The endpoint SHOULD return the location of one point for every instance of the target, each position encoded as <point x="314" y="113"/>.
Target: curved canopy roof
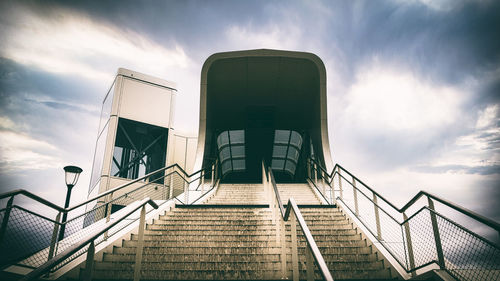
<point x="262" y="92"/>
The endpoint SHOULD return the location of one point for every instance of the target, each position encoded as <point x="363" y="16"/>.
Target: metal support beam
<point x="355" y="195"/>
<point x="5" y="220"/>
<point x="377" y="217"/>
<point x="295" y="254"/>
<point x="409" y="245"/>
<point x="437" y="239"/>
<point x="89" y="263"/>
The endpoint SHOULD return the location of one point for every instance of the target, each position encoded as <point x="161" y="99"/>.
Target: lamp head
<point x="71" y="174"/>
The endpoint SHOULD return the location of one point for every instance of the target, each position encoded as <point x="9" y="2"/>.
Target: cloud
<point x="394" y="100"/>
<point x="66" y="42"/>
<point x="22" y="152"/>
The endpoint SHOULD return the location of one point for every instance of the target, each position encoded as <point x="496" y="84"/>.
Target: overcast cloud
<point x="413" y="86"/>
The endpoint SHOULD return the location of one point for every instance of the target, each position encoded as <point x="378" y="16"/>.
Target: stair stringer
<point x="72" y="269"/>
<point x="316" y="192"/>
<point x="396" y="270"/>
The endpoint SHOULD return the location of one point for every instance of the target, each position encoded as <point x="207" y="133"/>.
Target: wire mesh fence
<point x="427" y="237"/>
<point x="29" y="239"/>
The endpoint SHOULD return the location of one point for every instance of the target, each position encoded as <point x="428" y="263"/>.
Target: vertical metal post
<point x="213" y="175"/>
<point x="309" y="264"/>
<point x="5" y="220"/>
<point x="186" y="191"/>
<point x="409" y="245"/>
<point x="435" y="228"/>
<point x="309" y="169"/>
<point x="171" y="191"/>
<point x="89" y="263"/>
<point x="140" y="245"/>
<point x="53" y="241"/>
<point x="202" y="173"/>
<point x="377" y="217"/>
<point x="283" y="248"/>
<point x="108" y="213"/>
<point x="355" y="195"/>
<point x="341" y="194"/>
<point x="295" y="254"/>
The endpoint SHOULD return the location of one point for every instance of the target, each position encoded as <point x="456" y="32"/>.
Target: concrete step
<point x="203" y="257"/>
<point x="176" y="274"/>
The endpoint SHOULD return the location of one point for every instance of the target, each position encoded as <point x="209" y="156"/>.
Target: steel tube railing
<point x="46" y="267"/>
<point x="285" y="215"/>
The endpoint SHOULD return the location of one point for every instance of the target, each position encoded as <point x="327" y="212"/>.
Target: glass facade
<point x="139" y="149"/>
<point x="231" y="147"/>
<point x="286" y="151"/>
<point x="101" y="139"/>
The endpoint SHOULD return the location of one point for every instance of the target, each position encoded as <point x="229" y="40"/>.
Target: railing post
<point x="171" y="190"/>
<point x="435" y="228"/>
<point x="409" y="245"/>
<point x="53" y="242"/>
<point x="309" y="169"/>
<point x="332" y="190"/>
<point x="186" y="192"/>
<point x="355" y="195"/>
<point x="283" y="248"/>
<point x="5" y="220"/>
<point x="309" y="264"/>
<point x="341" y="194"/>
<point x="140" y="245"/>
<point x="108" y="213"/>
<point x="213" y="174"/>
<point x="377" y="217"/>
<point x="295" y="255"/>
<point x="202" y="173"/>
<point x="89" y="263"/>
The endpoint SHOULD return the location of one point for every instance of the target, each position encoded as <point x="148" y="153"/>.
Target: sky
<point x="413" y="86"/>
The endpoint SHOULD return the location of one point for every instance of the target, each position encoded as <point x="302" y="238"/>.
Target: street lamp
<point x="72" y="173"/>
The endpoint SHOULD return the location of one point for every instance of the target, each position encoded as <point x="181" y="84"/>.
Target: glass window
<point x="293" y="153"/>
<point x="287" y="145"/>
<point x="225" y="154"/>
<point x="237" y="136"/>
<point x="290" y="166"/>
<point x="139" y="149"/>
<point x="277" y="164"/>
<point x="279" y="151"/>
<point x="296" y="139"/>
<point x="237" y="151"/>
<point x="226" y="167"/>
<point x="239" y="164"/>
<point x="223" y="139"/>
<point x="231" y="147"/>
<point x="281" y="136"/>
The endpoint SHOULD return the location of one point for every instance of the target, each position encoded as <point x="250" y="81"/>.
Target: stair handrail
<point x="441" y="257"/>
<point x="102" y="207"/>
<point x="489" y="222"/>
<point x="47" y="266"/>
<point x="285" y="215"/>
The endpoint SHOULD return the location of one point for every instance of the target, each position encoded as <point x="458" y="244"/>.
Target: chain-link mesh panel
<point x="468" y="256"/>
<point x="26" y="235"/>
<point x="422" y="238"/>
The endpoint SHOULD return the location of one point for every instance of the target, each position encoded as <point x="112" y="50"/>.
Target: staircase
<point x="226" y="242"/>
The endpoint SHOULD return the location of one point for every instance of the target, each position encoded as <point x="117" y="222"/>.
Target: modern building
<point x="254" y="196"/>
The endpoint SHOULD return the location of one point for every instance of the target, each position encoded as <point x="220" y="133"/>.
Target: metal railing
<point x="91" y="242"/>
<point x="29" y="239"/>
<point x="419" y="240"/>
<point x="293" y="215"/>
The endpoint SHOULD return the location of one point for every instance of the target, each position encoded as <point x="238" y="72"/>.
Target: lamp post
<point x="72" y="173"/>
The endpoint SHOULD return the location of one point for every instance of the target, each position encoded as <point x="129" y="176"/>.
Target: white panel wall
<point x="145" y="102"/>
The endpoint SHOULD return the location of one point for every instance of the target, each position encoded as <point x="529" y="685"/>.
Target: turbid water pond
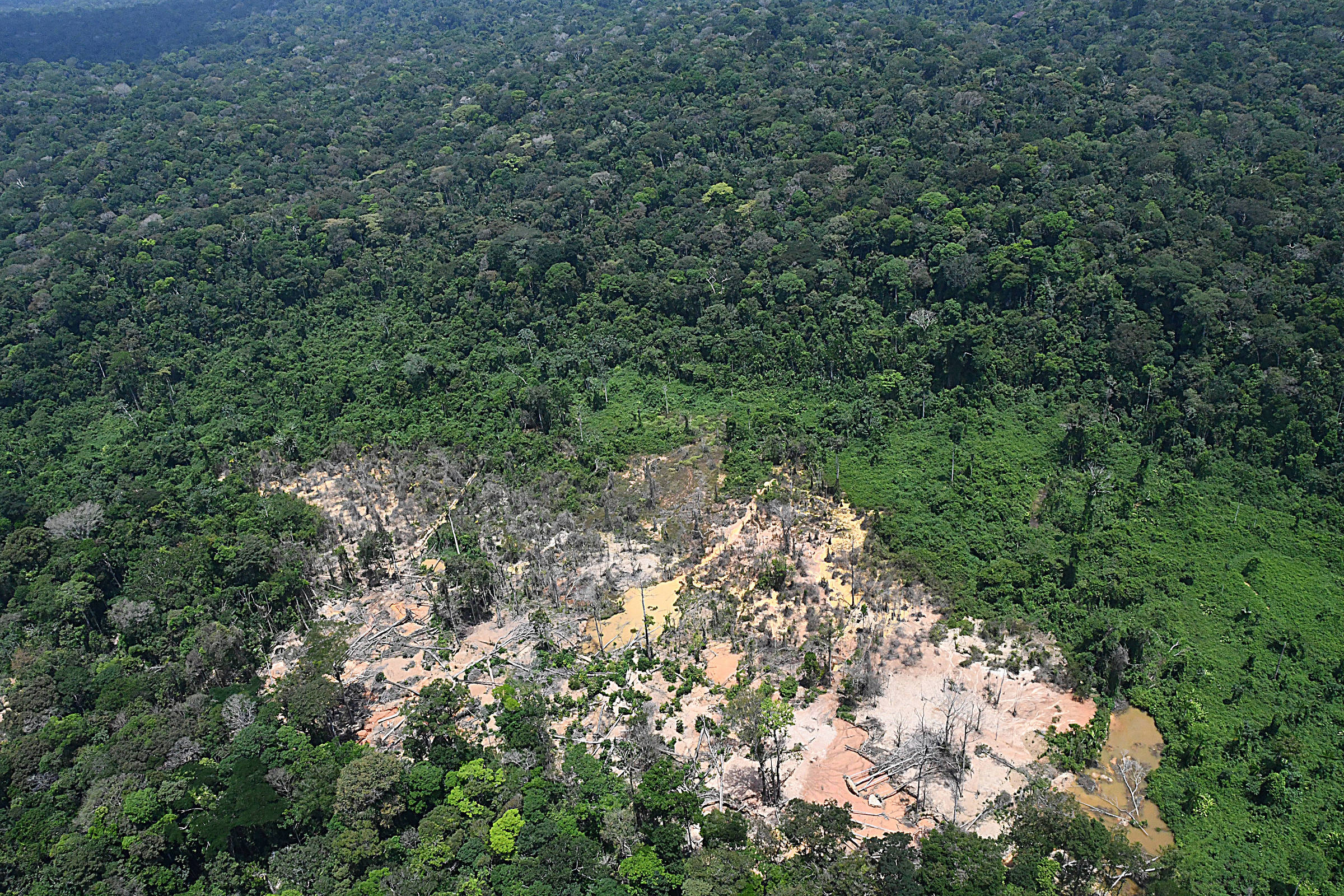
<point x="1116" y="790"/>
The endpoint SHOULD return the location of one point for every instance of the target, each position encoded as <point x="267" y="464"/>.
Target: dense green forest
<point x="1057" y="289"/>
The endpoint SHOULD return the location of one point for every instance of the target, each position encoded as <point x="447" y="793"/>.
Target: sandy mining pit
<point x="941" y="729"/>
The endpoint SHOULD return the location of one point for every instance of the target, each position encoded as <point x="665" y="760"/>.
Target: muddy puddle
<point x="1116" y="790"/>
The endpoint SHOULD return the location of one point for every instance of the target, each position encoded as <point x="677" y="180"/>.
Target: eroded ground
<point x="944" y="722"/>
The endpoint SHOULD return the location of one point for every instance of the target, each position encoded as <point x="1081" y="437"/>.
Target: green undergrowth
<point x="1208" y="601"/>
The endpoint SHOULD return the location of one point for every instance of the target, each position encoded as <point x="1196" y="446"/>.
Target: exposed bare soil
<point x="939" y="715"/>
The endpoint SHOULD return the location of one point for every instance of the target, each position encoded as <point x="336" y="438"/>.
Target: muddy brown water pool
<point x="1119" y="790"/>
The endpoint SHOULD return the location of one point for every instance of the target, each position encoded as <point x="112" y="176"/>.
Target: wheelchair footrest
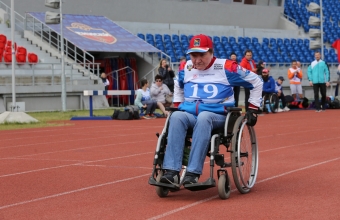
<point x="209" y="183"/>
<point x="172" y="187"/>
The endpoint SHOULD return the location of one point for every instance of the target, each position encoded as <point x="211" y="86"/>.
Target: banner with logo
<point x="97" y="33"/>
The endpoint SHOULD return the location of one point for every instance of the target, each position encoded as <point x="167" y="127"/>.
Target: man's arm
<point x="238" y="76"/>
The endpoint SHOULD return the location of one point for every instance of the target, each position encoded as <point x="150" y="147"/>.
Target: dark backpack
<point x="134" y="110"/>
<point x="122" y="115"/>
<point x="335" y="104"/>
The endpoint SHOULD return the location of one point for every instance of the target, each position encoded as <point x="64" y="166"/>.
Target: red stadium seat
<point x="3" y="39"/>
<point x="9" y="44"/>
<point x="7" y="57"/>
<point x="21" y="54"/>
<point x="32" y="58"/>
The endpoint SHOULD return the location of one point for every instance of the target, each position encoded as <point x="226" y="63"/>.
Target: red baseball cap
<point x="200" y="43"/>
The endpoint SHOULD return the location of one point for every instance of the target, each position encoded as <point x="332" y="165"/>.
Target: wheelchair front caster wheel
<point x="224" y="188"/>
<point x="161" y="191"/>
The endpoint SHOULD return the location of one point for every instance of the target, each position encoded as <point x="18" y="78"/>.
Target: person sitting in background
<point x="105" y="81"/>
<point x="178" y="91"/>
<point x="268" y="83"/>
<point x="281" y="96"/>
<point x="158" y="93"/>
<point x="143" y="100"/>
<point x="167" y="74"/>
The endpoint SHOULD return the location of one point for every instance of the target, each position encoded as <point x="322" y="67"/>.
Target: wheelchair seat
<point x="239" y="140"/>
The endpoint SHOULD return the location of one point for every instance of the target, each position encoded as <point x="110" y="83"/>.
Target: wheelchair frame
<point x="244" y="173"/>
<point x="273" y="102"/>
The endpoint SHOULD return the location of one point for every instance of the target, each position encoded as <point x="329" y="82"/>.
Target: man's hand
<point x="251" y="114"/>
<point x="251" y="117"/>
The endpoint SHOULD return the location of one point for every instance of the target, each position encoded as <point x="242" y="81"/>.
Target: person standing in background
<point x="249" y="64"/>
<point x="295" y="77"/>
<point x="318" y="76"/>
<point x="233" y="57"/>
<point x="105" y="81"/>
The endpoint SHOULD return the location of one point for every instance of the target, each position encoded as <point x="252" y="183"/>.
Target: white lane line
<point x="261" y="181"/>
<point x="75" y="164"/>
<point x="108" y="166"/>
<point x="43" y="169"/>
<point x="65" y="141"/>
<point x="70" y="192"/>
<point x="76" y="149"/>
<point x="68" y="134"/>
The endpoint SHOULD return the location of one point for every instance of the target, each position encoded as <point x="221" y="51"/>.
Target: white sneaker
<point x="286" y="109"/>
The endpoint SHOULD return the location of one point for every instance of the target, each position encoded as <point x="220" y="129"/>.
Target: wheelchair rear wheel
<point x="244" y="156"/>
<point x="161" y="191"/>
<point x="224" y="186"/>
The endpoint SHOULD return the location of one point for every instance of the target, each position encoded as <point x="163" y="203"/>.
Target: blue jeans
<point x="202" y="126"/>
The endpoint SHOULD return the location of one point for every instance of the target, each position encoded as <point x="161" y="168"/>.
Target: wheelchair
<point x="270" y="103"/>
<point x="240" y="141"/>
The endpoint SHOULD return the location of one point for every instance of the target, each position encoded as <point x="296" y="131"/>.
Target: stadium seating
<point x="297" y="9"/>
<point x="32" y="58"/>
<point x="274" y="50"/>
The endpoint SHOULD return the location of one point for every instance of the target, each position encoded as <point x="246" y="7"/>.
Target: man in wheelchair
<point x="208" y="92"/>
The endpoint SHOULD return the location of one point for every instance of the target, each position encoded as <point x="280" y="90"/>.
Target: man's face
<point x="249" y="55"/>
<point x="294" y="65"/>
<point x="201" y="60"/>
<point x="317" y="56"/>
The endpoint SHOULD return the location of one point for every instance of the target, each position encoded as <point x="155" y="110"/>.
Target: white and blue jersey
<point x="212" y="89"/>
<point x="145" y="94"/>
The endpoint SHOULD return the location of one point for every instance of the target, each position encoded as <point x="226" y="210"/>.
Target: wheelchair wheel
<point x="273" y="103"/>
<point x="244" y="156"/>
<point x="161" y="191"/>
<point x="224" y="186"/>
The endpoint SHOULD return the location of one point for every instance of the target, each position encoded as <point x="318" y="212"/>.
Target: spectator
<point x="281" y="96"/>
<point x="204" y="110"/>
<point x="295" y="77"/>
<point x="158" y="93"/>
<point x="318" y="76"/>
<point x="143" y="100"/>
<point x="167" y="73"/>
<point x="237" y="89"/>
<point x="182" y="63"/>
<point x="260" y="66"/>
<point x="105" y="81"/>
<point x="178" y="91"/>
<point x="249" y="64"/>
<point x="338" y="81"/>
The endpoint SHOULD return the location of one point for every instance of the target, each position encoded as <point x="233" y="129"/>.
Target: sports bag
<point x="122" y="115"/>
<point x="134" y="110"/>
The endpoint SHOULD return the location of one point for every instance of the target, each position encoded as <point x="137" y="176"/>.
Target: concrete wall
<point x="167" y="11"/>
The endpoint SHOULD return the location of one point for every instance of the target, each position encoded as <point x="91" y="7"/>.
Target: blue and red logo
<point x="95" y="34"/>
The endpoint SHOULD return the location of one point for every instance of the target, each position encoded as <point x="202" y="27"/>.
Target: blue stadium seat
<point x="141" y="36"/>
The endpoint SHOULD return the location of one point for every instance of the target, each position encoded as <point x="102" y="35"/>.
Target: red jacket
<point x="245" y="64"/>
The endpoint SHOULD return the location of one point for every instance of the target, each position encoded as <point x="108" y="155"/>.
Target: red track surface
<point x="100" y="170"/>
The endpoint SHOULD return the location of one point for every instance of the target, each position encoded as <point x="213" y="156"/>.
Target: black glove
<point x="251" y="117"/>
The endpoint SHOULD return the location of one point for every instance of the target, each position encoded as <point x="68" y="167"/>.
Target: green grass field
<point x="56" y="118"/>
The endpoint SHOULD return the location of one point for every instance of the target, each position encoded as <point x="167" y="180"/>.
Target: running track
<point x="100" y="170"/>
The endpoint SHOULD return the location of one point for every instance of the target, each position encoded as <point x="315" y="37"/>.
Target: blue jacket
<point x="318" y="72"/>
<point x="269" y="86"/>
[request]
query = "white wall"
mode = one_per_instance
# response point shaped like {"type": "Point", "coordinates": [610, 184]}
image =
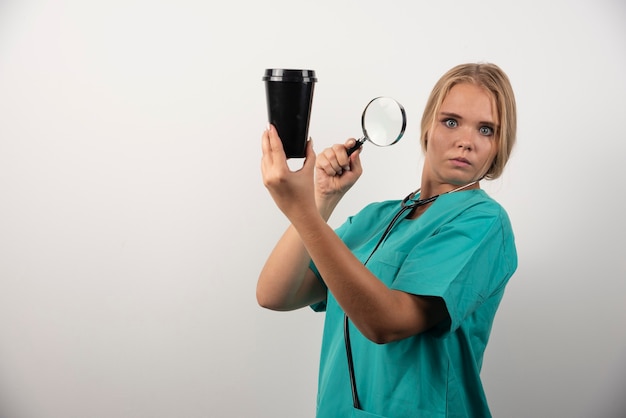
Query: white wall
{"type": "Point", "coordinates": [133, 220]}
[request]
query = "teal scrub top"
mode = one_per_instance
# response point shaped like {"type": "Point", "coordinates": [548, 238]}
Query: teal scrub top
{"type": "Point", "coordinates": [462, 250]}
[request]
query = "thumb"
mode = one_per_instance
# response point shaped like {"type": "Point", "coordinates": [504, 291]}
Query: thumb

* [What needs to be done]: The answer must be every line of the records that holds the string "like".

* [Solution for this problem]:
# response point shaped like {"type": "Point", "coordinates": [610, 184]}
# response point shaped like {"type": "Point", "coordinates": [548, 238]}
# response point shaped like {"type": "Point", "coordinates": [504, 291]}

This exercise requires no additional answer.